→ Source document

___

Elizabeth and I have a lot of things in common, and our mutual affinity for lyrical analysis is chief among them. The vast majority of music is written about romance and relationships, and we certainly appreciate love-related lyrics. But  lately, I’ve been drawn to music that speaks to the greater issues in society.

This evening, I went to Busboys & Poets in DC with some fellow members of the UMD Women’s Collective to attend a lecture on CIA drone attacks in Pakistan. Cindy Sheehan and Ray McGovern were the speakers, and my expectations for a stimulating discussion (and some conspiracy theories) were more than met. What I wasn’t expecting was the musical introduction from David Rovics. Rovics has been called “the musical version of Democracy Now!” and Sheehan introduced him by saying that we would “laugh, cry, and be moved towards direct action” by his lyrics and delivery. We all were.

His folky song style reminded me of The Mountain Goats‘s John Darnielle, but his lyrics could only be compared to the empassioned speeches and political theory I study in (and out of) school. And Rovics’s subject matter is comprehensive: he performed about seven poems and songs and covered: Katrina/New Orleans, activist stereotypes, kid power, the commons, Gaza, Somali pirates, The Eureka Rebellion, Lebanon, and government corruption. A sampling of some song titles:

“who would jesus bomb?” “halliburton boardroom massacre” “after the revolution” “whoever wins in november” “pirates of somalia”

His song about New Orleans and the incredibly racist betrayal of human beings at the hands of an inept government moved me to tears. The next minute, Rovics’s performance of I’m a Better Anarchist Than You had all of us laughing hysterically and exchanging knowing looks. His somber poem, Lebanon 2006, was received by the audience with nods and serious reflection.

I think I was so moved by Rovics because of his combination of musical talent, brilliant lyrics, and praxis. Rovics’s songs are all available for free download on his site (“music is the commons“). He regularly plays house parties and participates in direct action. He says what many are afraid to admit: politicians are all the same. He has a kid’s CD!!! (I recommend “Bullies”) And his lyrics are neatly archived — something Elizabeth and I greatly appreciate.

___

→ Material provided
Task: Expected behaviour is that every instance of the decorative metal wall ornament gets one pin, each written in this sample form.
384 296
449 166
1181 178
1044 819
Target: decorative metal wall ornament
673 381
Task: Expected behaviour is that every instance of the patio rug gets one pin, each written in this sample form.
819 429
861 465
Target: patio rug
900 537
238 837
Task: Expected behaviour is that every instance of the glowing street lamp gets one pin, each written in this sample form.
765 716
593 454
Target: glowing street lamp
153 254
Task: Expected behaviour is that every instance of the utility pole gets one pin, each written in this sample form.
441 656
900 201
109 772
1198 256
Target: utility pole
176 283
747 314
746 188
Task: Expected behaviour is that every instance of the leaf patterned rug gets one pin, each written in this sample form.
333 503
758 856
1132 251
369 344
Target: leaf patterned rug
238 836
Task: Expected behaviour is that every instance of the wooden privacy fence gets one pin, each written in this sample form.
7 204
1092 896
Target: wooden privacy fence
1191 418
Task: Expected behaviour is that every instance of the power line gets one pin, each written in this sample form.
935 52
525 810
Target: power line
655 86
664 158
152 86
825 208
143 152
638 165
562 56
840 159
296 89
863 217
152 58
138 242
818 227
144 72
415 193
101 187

___

→ Instruction 1
Translate this sentence from the blog post about David Rovics into Spanish: "He regularly plays house parties and participates in direct action."
→ Instruction 2
Answer these questions using the blog post about David Rovics:
(a) Where did the writer go this evening?
(b) Who were the speakers at the lecture?
(c) Which song on Rovics's kid's CD does the writer recommend?
→ Instruction 3
Write the next part of the blog post about David Rovics, picking up after its final sentence.
The material has no connection to the blog post about David Rovics.

→ Expected output 1
Toca con regularidad en fiestas caseras y participa en acciones directas.

→ Expected output 2
(a) Busboys & Poets in DC
(b) Cindy Sheehan and Ray McGovern
(c) "Bullies"

→ Expected output 3
I came away from the lecture tonight with a profound reminder of what we’re working towards: the universal realization that each human being – regardless of national origin – is equal, that each human life is equal. (7 CIA agents were killed in Afghanistan in late December by a suicide bomber who was enraged by “tyrant America’s [murder] of civilians.” The US solution to the deaths of several Americans is to launch more attacks on “terrorists,” resulting in civilian deaths far outnumbering the 7 lives lost.)

I also left with a new favorite musician.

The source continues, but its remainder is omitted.